*** Given data ***

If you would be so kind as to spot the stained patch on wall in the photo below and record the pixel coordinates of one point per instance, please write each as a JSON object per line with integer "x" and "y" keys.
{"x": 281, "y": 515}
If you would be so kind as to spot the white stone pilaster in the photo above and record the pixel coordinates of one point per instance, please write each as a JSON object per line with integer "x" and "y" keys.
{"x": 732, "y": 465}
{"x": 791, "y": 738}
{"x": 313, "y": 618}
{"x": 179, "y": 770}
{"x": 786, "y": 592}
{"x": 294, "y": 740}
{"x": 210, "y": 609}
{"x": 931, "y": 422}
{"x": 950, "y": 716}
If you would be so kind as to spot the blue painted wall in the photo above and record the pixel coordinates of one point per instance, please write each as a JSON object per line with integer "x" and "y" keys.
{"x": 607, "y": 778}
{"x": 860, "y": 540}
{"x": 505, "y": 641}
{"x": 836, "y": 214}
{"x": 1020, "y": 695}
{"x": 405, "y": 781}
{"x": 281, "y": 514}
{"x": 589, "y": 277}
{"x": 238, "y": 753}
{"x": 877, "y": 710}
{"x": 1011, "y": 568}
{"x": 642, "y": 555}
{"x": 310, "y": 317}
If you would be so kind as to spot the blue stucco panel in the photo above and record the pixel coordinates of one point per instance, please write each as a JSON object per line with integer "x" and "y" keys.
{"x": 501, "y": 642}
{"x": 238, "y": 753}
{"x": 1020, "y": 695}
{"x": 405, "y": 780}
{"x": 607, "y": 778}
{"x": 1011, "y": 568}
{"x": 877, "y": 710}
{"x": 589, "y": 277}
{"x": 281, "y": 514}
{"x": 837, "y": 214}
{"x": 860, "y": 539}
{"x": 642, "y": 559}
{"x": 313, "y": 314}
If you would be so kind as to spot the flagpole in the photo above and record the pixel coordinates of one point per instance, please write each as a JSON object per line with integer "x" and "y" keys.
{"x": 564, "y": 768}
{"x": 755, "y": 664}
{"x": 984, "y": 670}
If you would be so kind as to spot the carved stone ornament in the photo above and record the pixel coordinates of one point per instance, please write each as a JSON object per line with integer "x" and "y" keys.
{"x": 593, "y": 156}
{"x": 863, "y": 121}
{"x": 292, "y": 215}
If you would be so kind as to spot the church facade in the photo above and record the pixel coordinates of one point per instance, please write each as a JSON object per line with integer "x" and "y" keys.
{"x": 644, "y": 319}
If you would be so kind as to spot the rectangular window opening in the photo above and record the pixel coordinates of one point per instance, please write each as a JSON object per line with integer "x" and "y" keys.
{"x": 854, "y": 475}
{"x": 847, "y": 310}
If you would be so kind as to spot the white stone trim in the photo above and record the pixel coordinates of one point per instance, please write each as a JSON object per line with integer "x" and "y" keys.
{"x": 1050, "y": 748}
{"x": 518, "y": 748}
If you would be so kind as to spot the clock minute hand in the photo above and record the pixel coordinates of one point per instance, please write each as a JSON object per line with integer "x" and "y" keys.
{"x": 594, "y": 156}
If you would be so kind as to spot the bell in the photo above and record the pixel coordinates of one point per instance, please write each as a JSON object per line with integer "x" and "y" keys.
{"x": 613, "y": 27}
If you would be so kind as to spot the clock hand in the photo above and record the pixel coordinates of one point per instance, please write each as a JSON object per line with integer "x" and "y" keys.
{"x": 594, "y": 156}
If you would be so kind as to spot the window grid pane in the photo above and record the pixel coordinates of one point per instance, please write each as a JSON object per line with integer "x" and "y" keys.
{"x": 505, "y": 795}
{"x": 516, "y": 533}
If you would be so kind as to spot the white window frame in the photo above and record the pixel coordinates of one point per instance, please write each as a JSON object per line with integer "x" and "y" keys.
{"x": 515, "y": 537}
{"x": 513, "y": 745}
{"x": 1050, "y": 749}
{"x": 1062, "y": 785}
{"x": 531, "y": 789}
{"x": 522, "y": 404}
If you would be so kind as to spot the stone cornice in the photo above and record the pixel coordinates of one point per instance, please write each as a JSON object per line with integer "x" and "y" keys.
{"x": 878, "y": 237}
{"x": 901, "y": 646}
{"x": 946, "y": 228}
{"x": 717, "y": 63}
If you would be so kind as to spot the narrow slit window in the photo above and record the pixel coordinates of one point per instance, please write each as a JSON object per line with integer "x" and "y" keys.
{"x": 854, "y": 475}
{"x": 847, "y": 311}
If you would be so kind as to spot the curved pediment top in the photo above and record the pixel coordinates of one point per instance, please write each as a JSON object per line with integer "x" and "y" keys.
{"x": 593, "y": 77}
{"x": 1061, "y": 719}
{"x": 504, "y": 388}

*** End of Given data ***

Every record above is to be copied exactly.

Problem solution:
If you would be so kind as to spot the stained patch on wall in the photo below and record the pixel coordinates of one point per instance, please write each as a JSON object per line with integer "x" and "y" keys.
{"x": 281, "y": 515}
If you would be so kind as to spot the white stone pilaster in the photo above and record the pixel coordinates of one point per instance, please write each as a JSON object per line with integer "x" and "y" keys.
{"x": 732, "y": 465}
{"x": 791, "y": 738}
{"x": 313, "y": 618}
{"x": 179, "y": 770}
{"x": 786, "y": 592}
{"x": 294, "y": 740}
{"x": 210, "y": 609}
{"x": 931, "y": 422}
{"x": 950, "y": 716}
If you would be so kind as to spot the blue painted wall in the photo above and record the pixel coordinates of one point per instance, please write each as a JSON object per line with integer "x" and "y" keys.
{"x": 607, "y": 778}
{"x": 860, "y": 540}
{"x": 505, "y": 641}
{"x": 836, "y": 214}
{"x": 1020, "y": 695}
{"x": 405, "y": 781}
{"x": 281, "y": 514}
{"x": 589, "y": 277}
{"x": 238, "y": 753}
{"x": 877, "y": 710}
{"x": 1011, "y": 568}
{"x": 642, "y": 555}
{"x": 310, "y": 317}
If you would be so kind as to spot the blue stucco panel in the photo above and record the pixel coordinates of one point per instance, please write each as a JSON object per line with integer "x" and "y" keys.
{"x": 501, "y": 642}
{"x": 238, "y": 753}
{"x": 1020, "y": 695}
{"x": 405, "y": 780}
{"x": 607, "y": 778}
{"x": 1011, "y": 568}
{"x": 877, "y": 710}
{"x": 589, "y": 277}
{"x": 281, "y": 514}
{"x": 837, "y": 214}
{"x": 860, "y": 539}
{"x": 642, "y": 559}
{"x": 313, "y": 314}
If you would be so kind as to spot the flagpole in the photo above and record the pixel coordinates of one point per instance, please write each as a JSON object per line with integer "x" and "y" keys.
{"x": 564, "y": 768}
{"x": 755, "y": 664}
{"x": 984, "y": 670}
If you would be so kind as to spot the carved stone ornament in the photo above and record the pixel coordinates of one point per instance, please write each as a JSON object per line with integer "x" and "y" keys.
{"x": 593, "y": 156}
{"x": 863, "y": 121}
{"x": 292, "y": 215}
If you would be so kind as to spot the church facade in the photo above and record the pixel coordinates of one point per instance, please write each as a JSON object per line with integer "x" and "y" keys.
{"x": 644, "y": 319}
If you would be so kind as to spot the rectangular window opening in the photo above and record the pixel coordinates of one point per instance, please write each as a JSON object per line with integer "x" and "y" keys.
{"x": 854, "y": 475}
{"x": 847, "y": 310}
If you would be so kind as to spot the white stone trim in the photo above and record the pixel coordinates of one point per instance, please write each as a JSON object per line with integer "x" and "y" keys.
{"x": 1050, "y": 748}
{"x": 518, "y": 748}
If you would be so kind as to spot the clock minute hand in the photo above and record the pixel coordinates of one point per instance, please write each as a JSON object per line with integer "x" and "y" keys.
{"x": 594, "y": 156}
If you would be so kind as to spot the bell in the photo above and record the pixel coordinates of one point per instance, please write each as a JSON object per line with integer "x" and "y" keys.
{"x": 613, "y": 27}
If you would be so kind as to spot the clock hand in the photo above and record the pixel coordinates of one point per instance, please write each as a JSON object per line with integer "x" and "y" keys.
{"x": 594, "y": 156}
If you would be so kind as to spot the window grid pane in the photo above and record the pixel coordinates of one point per instance, please write each as a JSON object per line with integer "x" and "y" keys.
{"x": 505, "y": 795}
{"x": 516, "y": 533}
If you would be so kind as to spot the white window frame in the photo above and record the pixel coordinates of one point per instance, please write each as a JSON object per line with integer "x" and "y" keys.
{"x": 515, "y": 537}
{"x": 513, "y": 745}
{"x": 1050, "y": 749}
{"x": 1062, "y": 785}
{"x": 531, "y": 789}
{"x": 522, "y": 404}
If you would be so kind as to spot the stone cornice in the photo above and record the pixel coordinates of one point per instance, please write each as a JSON object per line with integer "x" and "y" keys.
{"x": 878, "y": 237}
{"x": 901, "y": 646}
{"x": 946, "y": 228}
{"x": 717, "y": 63}
If you would be so kind as to spot the narrow slit window in the photo above and record the pixel coordinates of one point per instance, please write each as a JSON object per line with integer "x" and "y" keys.
{"x": 854, "y": 475}
{"x": 847, "y": 311}
If you would be so kind as to spot the curved pediment top in the photo above and record the pixel coordinates of one point per instance, please write each as a JSON object per line with integer "x" and "y" keys.
{"x": 593, "y": 77}
{"x": 1061, "y": 719}
{"x": 504, "y": 388}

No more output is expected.